**TO DO:**
Edit the rows beginning at the line containing "Locate the white house" and ending after the line containing "[290,217,322,239]": replace "pitched roof" with "gabled roof" and reproduce those lines otherwise unchanged.

**LISTING:**
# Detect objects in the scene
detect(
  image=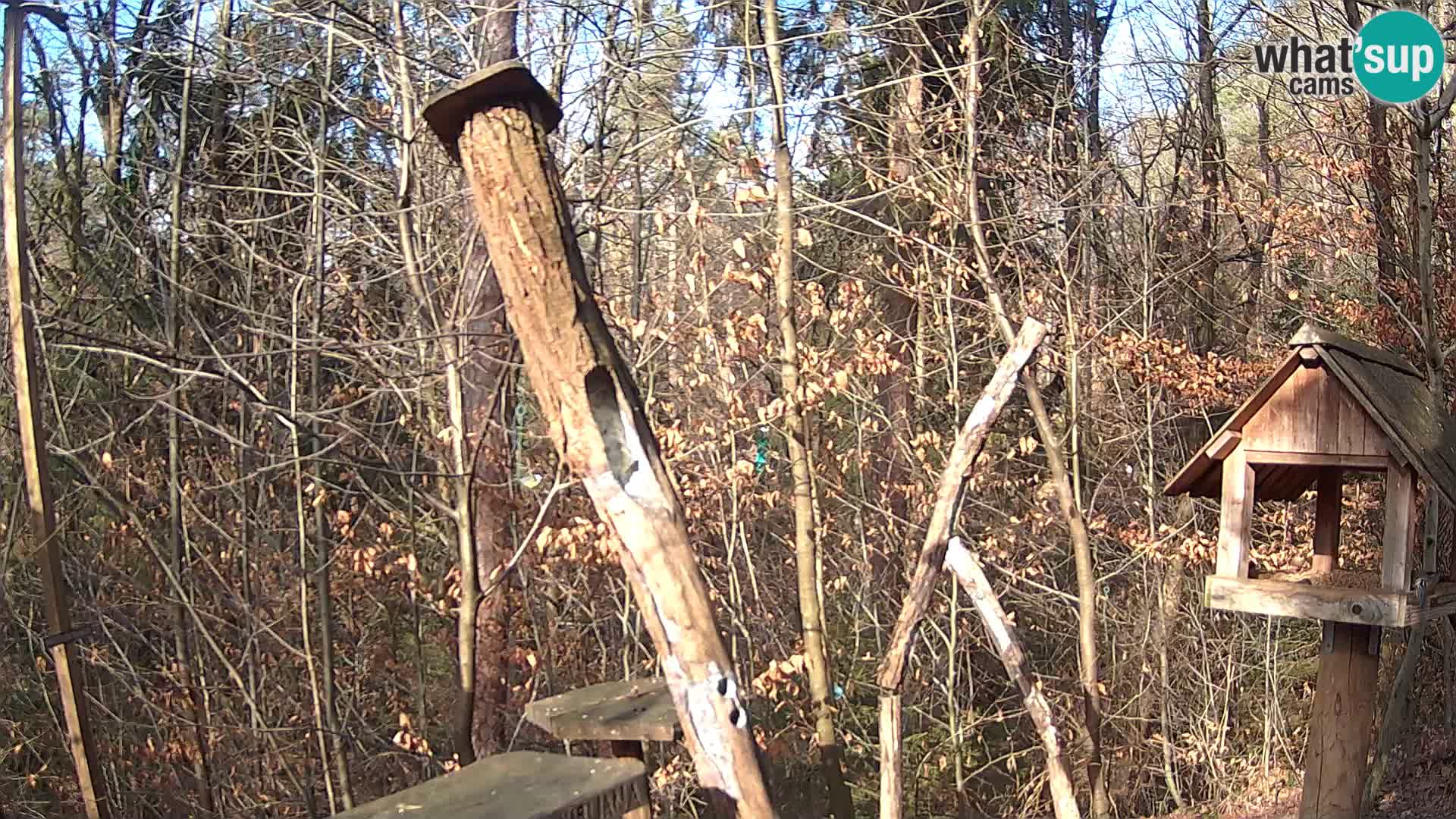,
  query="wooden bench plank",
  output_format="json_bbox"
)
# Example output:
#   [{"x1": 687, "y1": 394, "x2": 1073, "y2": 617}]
[
  {"x1": 337, "y1": 751, "x2": 646, "y2": 819},
  {"x1": 526, "y1": 678, "x2": 677, "y2": 742}
]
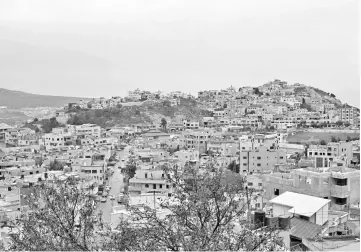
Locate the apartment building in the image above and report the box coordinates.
[263,167,360,210]
[179,130,212,153]
[307,141,353,168]
[240,146,287,173]
[206,139,239,156]
[129,169,171,196]
[67,124,101,137]
[183,120,199,129]
[339,108,357,124]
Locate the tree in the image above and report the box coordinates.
[331,136,337,143]
[160,117,167,130]
[336,121,343,127]
[6,166,283,251]
[9,178,102,251]
[108,165,283,251]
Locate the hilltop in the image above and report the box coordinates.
[68,98,212,127]
[0,88,89,109]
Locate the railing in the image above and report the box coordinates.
[331,185,350,198]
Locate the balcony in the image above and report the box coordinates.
[331,185,350,198]
[331,172,347,179]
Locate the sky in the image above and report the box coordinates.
[0,0,360,107]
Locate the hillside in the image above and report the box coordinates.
[68,99,210,127]
[0,88,86,109]
[0,109,30,125]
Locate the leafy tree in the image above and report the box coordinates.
[160,117,167,130]
[6,179,101,251]
[107,166,283,251]
[6,166,283,251]
[336,121,343,127]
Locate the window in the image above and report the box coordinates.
[274,188,280,195]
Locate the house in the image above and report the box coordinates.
[269,192,331,226]
[240,146,287,173]
[307,141,353,168]
[263,167,360,210]
[129,169,171,194]
[142,130,170,141]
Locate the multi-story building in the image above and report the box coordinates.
[183,120,199,129]
[339,108,357,124]
[240,146,287,173]
[129,169,171,194]
[307,141,353,168]
[263,167,360,210]
[67,124,101,137]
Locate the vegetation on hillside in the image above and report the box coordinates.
[23,117,64,133]
[7,166,284,251]
[67,98,211,127]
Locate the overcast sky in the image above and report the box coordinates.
[0,0,360,107]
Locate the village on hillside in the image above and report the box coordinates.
[0,80,360,251]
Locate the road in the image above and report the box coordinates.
[99,148,129,222]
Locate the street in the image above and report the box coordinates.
[99,148,129,222]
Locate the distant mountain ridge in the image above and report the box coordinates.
[0,88,90,109]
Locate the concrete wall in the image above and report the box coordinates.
[272,204,292,217]
[315,204,328,226]
[307,129,360,134]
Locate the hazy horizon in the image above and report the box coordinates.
[0,0,360,107]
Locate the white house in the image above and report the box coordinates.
[269,192,331,226]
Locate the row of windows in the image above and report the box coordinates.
[243,156,284,160]
[248,182,262,186]
[145,184,169,189]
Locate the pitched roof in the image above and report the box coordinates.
[270,192,330,217]
[290,217,322,239]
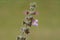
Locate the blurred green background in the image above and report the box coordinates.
[0,0,60,40]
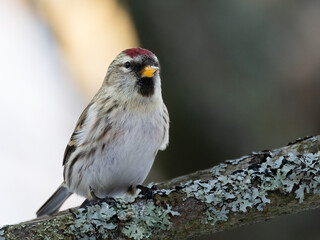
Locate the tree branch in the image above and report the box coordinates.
[0,136,320,239]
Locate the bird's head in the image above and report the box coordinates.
[103,48,161,105]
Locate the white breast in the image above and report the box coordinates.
[72,108,164,197]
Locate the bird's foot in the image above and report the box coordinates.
[80,187,117,208]
[137,185,158,199]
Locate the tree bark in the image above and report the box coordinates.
[0,136,320,239]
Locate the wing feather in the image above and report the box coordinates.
[62,102,93,166]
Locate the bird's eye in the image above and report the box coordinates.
[124,62,131,68]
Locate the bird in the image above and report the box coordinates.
[36,48,169,217]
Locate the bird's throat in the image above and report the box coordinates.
[137,77,154,97]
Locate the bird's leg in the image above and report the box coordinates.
[137,185,158,199]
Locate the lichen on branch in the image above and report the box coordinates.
[0,136,320,240]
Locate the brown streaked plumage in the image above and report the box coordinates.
[37,48,169,216]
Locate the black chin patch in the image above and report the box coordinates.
[137,77,154,97]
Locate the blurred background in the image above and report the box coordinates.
[0,0,320,240]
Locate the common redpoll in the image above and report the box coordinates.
[37,48,169,217]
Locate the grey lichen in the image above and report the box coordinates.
[70,193,179,239]
[122,202,179,239]
[0,136,320,240]
[181,146,320,225]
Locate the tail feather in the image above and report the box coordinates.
[36,183,72,217]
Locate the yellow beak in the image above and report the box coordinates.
[141,66,159,77]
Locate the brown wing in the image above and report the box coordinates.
[62,102,92,166]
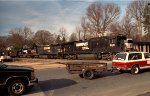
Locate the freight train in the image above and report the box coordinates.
[30,34,133,60]
[3,34,150,60]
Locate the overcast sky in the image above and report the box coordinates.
[0,0,131,35]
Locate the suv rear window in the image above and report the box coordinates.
[113,53,127,60]
[128,53,142,60]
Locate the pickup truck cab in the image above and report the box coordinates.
[0,63,38,96]
[112,52,150,74]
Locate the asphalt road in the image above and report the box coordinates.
[27,62,150,96]
[0,62,150,96]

**WORKED SOLUTION:**
Locate the white house in the image above and report the box coordinates.
[269,192,331,226]
Locate the row of windows in the image above and report the box coordinates.
[243,156,284,160]
[248,182,262,186]
[145,184,169,189]
Locate the gabled roof in the image above and report the box coordinates.
[270,192,330,217]
[290,217,322,239]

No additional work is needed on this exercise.